» **Records from a collection**:
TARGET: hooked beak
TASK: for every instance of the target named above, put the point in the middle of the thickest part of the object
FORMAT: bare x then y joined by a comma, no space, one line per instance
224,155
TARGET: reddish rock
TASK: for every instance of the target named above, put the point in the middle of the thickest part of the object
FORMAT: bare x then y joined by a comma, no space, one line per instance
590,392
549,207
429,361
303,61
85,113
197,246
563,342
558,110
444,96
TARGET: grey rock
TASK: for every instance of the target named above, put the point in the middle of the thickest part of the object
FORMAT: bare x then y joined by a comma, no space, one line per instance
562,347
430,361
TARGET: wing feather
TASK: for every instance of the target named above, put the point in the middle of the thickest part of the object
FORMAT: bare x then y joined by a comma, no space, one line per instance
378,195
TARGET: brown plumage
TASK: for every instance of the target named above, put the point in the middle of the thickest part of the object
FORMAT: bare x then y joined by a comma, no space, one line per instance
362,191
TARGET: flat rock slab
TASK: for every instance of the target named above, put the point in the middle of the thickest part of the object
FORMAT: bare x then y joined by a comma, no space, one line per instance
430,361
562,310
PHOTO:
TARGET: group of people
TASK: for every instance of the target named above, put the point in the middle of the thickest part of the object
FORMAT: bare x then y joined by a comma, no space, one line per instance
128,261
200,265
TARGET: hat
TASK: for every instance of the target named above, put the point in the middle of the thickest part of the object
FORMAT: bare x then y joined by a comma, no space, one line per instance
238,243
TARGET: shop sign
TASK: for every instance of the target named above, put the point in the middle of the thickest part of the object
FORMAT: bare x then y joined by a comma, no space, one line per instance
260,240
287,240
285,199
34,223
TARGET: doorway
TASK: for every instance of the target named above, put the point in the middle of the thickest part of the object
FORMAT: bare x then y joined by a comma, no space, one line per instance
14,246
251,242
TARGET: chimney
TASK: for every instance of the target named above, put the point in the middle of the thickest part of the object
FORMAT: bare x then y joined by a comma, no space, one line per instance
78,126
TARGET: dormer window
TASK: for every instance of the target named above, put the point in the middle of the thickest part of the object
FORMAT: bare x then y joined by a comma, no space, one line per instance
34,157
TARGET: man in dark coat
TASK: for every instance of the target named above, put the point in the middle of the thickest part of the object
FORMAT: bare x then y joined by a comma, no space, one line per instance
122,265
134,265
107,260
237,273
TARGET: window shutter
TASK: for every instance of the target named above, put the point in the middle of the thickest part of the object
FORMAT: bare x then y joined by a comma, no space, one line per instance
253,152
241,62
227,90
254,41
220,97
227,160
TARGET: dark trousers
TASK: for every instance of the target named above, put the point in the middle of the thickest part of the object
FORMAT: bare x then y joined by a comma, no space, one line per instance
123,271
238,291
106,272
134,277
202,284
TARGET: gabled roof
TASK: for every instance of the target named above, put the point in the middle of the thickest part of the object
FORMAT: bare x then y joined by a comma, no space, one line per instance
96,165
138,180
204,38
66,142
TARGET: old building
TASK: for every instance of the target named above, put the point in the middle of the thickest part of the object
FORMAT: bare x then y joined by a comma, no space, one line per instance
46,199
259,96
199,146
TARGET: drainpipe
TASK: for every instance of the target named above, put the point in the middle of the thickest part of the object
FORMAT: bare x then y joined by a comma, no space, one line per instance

» **SHORT EXERCISE**: Reproduce the data above with every occurrence of "thickest part" changed to "widest part", leaving all else unchanged.

» **RESPONSE TO THIS EXERCISE**:
TARGET: hooked beak
TASK: for every instance of the target named above, put the point in the middle of the widest part of the object
FORMAT: bare x then y joined by a comma, no space, one line per instance
224,155
TARGET: reddish rock
TASK: for every instance of the target named above, put the point in the middle of the widest part of the object
FORMAT: bare x then y joined by a comma, no space, one line per instance
590,392
549,207
429,361
303,61
85,113
197,246
563,342
558,110
444,96
TARGET: grey rock
TASK: for every instance of the target named above, put the point in the middle of the widest part of the object
FORMAT: bare x then y joined by a comma, no space, one line per instance
562,347
430,361
TARGET: wing feather
TASK: for every instance of the target named above, put the point in the middle of the widest part of the object
FORMAT: bare x then y joined by a comma, no space, one line per instance
378,195
TARGET: brown plumage
TASK: for every instance of the target named above, put the point in the middle of the widest part of the object
FORMAT: bare x then y joined by a comma, no space, one line per instance
362,191
TARGET: flat rock slab
TASK: for every instance of the target named above, put the point in the middle of the widest part of the object
FORMAT: bare x then y joined by a comma, no space, one line per instance
430,361
562,310
PHOTO:
TARGET: group of people
TASK: for every instance of the target named above, put the point in the middle of the widest part of the object
FORMAT: bare x then y joined by a comma, no space, one line per instance
128,261
200,265
TARGET: hat
TASK: for every instance of the target named above, put the point in the middle of the widest part of the object
FORMAT: bare x then y joined by a comma, no space, one line per instance
238,243
TARGET: shop sign
TASK: for every instance of the target named above, put the point in the middle of the widest part of the object
FORMAT: bare x then y joined by a comma, no space, one line per instance
260,240
287,240
285,199
34,223
TARGET: doorway
TASK: for every instance of the target named above, put the point in the middle of the widest part of the object
FORMAT: bare x then y joined by a comma, no space, one line per instance
14,246
251,242
TARGET: chimney
TASK: for every instance of the target named above, put the point in the middle of the widest part of the object
FORMAT: bare x then y joined by a comma, no space, one line per instance
78,126
TARGET: dormer window
TASK: for every instance of the target named above, put the point in the middle of the widest part of the object
FORMAT: bare x then y joined by a comma, no space, one line per instance
34,157
TARGET: man in dark coat
TASK: for every instance of the target named above, put the point in the middle of the widest part of the object
FORMAT: bare x then y joined by a comma, no space, one line per instance
122,265
134,265
107,260
237,273
TARGET: window shutter
TASK: for every instance of the target named above, put the point in the middle of the widest part of the object
FORMAT: bare x then y joined by a comma, no space, one line per instance
253,152
241,62
227,90
254,41
220,97
227,160
TARGET: dark trousers
TASK: for every instance of the target named above, put the point in the middle of the widest part of the object
FORMAT: bare x then y joined by a comma, no space, one line per instance
123,271
238,291
106,272
134,277
202,284
TARGET: gabled roof
TASK: for every instance of the target named above, put the point in the middle of the widest part of the object
FORMAT: bare x then y joined by a comma, no space, one line per instance
96,165
138,180
204,38
66,142
TARGET: old building
TASK: for every instance of the target named above, put the point in the middle of the widest part of the object
FORMAT: bare x then y joined by a comma, no space, one line per instance
46,199
259,96
199,146
TARGET: drainpipe
TASK: for every instance of the target named above, put the point in the middle of the widest part of the object
FORMAT: bare x then y joined by a comma, no space, one line per instance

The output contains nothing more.